Excerpts of pointing data
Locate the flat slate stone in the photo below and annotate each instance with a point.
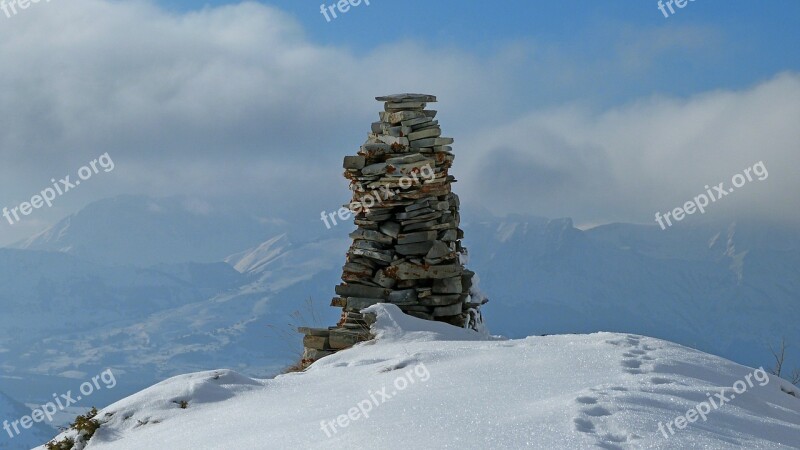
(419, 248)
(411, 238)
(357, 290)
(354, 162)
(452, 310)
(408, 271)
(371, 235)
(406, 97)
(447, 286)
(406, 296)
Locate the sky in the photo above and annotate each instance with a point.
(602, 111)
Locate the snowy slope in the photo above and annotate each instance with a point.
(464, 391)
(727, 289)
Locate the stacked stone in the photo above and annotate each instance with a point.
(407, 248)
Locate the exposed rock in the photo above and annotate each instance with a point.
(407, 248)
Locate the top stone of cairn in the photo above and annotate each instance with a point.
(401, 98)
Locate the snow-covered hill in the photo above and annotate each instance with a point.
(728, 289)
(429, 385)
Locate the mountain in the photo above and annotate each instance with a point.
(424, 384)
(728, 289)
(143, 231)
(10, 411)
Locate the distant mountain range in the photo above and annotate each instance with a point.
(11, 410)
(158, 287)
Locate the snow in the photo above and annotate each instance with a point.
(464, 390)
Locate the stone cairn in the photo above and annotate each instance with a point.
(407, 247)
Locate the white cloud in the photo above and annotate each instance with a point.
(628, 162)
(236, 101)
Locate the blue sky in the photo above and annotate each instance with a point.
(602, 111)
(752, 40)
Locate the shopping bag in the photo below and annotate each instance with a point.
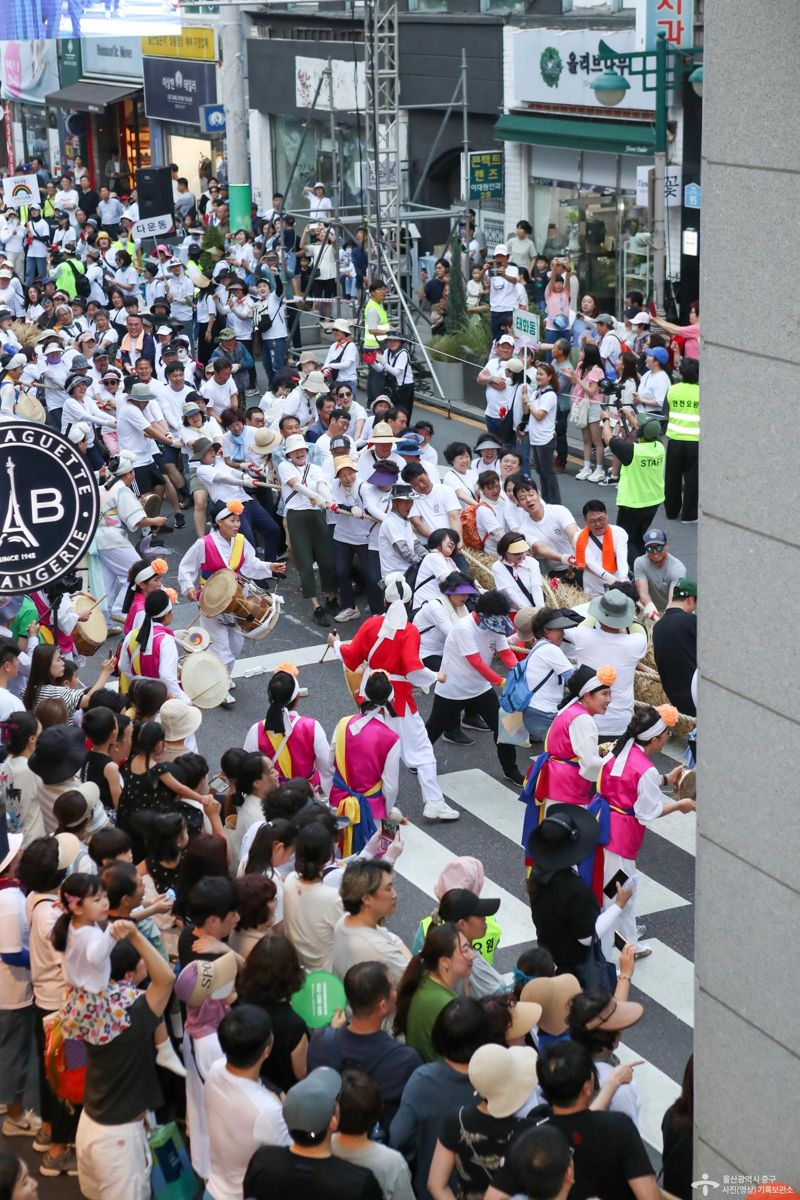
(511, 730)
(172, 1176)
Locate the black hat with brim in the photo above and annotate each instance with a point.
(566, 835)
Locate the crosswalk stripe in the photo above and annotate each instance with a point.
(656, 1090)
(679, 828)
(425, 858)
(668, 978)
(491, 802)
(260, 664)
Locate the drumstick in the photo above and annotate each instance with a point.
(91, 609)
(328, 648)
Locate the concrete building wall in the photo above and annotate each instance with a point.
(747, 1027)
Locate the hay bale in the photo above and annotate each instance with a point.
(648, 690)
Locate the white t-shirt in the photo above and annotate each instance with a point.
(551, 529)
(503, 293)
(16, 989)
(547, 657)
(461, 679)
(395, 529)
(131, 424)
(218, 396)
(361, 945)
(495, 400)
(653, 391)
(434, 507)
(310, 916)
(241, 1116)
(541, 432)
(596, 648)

---

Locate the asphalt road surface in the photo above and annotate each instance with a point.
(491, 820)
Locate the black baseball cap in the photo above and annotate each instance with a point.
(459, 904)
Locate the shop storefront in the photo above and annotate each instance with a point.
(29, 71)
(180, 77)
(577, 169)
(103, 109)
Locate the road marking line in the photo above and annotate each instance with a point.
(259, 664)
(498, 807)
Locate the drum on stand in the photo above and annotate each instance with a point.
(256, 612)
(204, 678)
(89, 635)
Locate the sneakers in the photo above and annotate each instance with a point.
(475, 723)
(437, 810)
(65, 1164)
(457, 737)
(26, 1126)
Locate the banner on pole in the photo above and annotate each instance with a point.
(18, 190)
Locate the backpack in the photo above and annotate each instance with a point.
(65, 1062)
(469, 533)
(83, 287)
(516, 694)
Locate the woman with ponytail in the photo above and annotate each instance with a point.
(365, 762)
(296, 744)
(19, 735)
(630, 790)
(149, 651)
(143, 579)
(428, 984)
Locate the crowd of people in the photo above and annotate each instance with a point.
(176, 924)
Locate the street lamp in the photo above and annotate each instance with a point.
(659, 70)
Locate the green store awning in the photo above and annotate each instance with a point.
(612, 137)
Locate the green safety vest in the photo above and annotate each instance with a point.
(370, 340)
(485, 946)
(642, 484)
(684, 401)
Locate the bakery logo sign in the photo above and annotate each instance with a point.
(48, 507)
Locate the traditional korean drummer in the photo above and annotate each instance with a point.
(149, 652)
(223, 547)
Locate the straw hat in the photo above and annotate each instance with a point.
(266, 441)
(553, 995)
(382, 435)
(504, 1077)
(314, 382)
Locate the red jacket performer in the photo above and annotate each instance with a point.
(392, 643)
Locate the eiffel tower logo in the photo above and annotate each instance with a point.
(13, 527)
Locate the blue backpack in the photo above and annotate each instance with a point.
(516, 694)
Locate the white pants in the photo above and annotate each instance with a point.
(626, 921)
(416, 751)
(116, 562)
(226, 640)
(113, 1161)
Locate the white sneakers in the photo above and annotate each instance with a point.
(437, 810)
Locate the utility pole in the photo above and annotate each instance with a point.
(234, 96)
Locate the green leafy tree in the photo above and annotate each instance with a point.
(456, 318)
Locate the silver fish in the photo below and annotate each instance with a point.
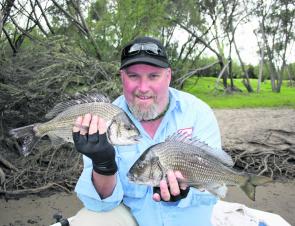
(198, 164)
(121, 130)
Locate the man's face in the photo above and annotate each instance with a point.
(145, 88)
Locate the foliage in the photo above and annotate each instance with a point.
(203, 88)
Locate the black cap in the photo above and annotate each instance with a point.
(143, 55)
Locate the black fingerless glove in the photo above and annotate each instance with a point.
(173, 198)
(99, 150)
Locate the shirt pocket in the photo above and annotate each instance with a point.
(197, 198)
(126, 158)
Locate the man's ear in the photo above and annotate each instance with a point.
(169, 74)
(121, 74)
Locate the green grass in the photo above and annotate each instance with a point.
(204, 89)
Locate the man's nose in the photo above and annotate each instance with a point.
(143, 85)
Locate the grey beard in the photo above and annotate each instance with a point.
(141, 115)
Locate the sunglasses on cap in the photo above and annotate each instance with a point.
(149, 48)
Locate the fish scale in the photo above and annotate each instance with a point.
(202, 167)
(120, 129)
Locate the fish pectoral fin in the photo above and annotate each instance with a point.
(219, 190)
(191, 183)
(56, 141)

REQUIREMENT:
Pick out every line above that contains the word "below", and copy each one.

RESPONSE:
Locate the flat slate stone in the photo below and annotate each instance with a point.
Locate the shopping bag in the photo below and annotate each instance with a point.
Locate the silver fish in the photo below and annotate each instance with a point.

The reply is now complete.